SELECTION —
Tell us about Halloween when you were a kid!

Daisy99

Member
The best part, looking back, was that Trick or Treat was always on the 31st and always at night! Of course, back then, I thought the candy was the best part! I also remember wearing our costumes to school and all the kids would parade around the school. Oh, and roasted pumpkin seeds! 🎃👻
 

My mother made me wear a winter coat over my costume because it was usually cold. I hated that. Oh, and we used to have neighbors who had a "haunted" house to run through or a party with bobbing for apples. We thought nothing of sticking our faces in the bucket of apples that everyone else bobbed in.
 

When I trick or treated at my own door, I was rewarded with a new dime or quarter, can't remember which. Whatever, it was the same as what the tooth fairy gave me. I could actually buy stuff with a dime or quarter back then.

My 5 year old grandson lost his first tooth. Tooth fairy likes him better. 5 bucks!
 
Always Trick or Treating in my grandmother's neighborhood. Good salt of the earth kind of families lived there and Halloween was special for all of them. Trick or Treating commenced at sunset and continued until about 9P.M. but my sack was full long before then. Wandering the streets with flashlights appearing here and there. It was magical. Droves of dressed up kids and happy carefree parents ... mostly moms. It was a social event of the year.
 
Oh, and we used to have neighbors who had a "haunted" house to run through or a party with bobbing for apples. We thought nothing of sticking our faces in the bucket of apples that everyone else bobbed in.

DIRECTIVES —
A) Please write out the Halloween memories thread from "Tell us about" up to and including "quarter back then.".
B) Summarize the Halloween memories thread in two sentences.

DATA EXCERPTS —
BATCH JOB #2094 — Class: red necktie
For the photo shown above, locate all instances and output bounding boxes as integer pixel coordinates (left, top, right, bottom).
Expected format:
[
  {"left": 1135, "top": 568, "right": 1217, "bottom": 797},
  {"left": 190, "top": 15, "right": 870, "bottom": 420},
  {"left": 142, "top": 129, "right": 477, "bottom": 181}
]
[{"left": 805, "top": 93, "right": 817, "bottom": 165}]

TASK-BY-TASK ANSWERS —
A)
Tell us about Halloween when you were a kid!

Daisy99

Member
The best part, looking back, was that Trick or Treat was always on the 31st and always at night! Of course, back then, I thought the candy was the best part! I also remember wearing our costumes to school and all the kids would parade around the school. Oh, and roasted pumpkin seeds! 🎃👻
 

My mother made me wear a winter coat over my costume because it was usually cold. I hated that. Oh, and we used to have neighbors who had a "haunted" house to run through or a party with bobbing for apples. We thought nothing of sticking our faces in the bucket of apples that everyone else bobbed in.
 

When I trick or treated at my own door, I was rewarded with a new dime or quarter, can't remember which. Whatever, it was the same as what the tooth fairy gave me. I could actually buy stuff with a dime or quarter back then.

B) Forum members recall childhood Halloweens that included trick-or-treating at night on the 31st, parading in costumes at school, roasted pumpkin seeds, and neighbors' "haunted" houses or apple-bobbing parties. Other memories include having to wear a winter coat over a costume, getting a new dime or quarter for trick-or-treating at one's own door, and trick-or-treating in a grandmother's neighborhood, which felt magical and was a social event of the year.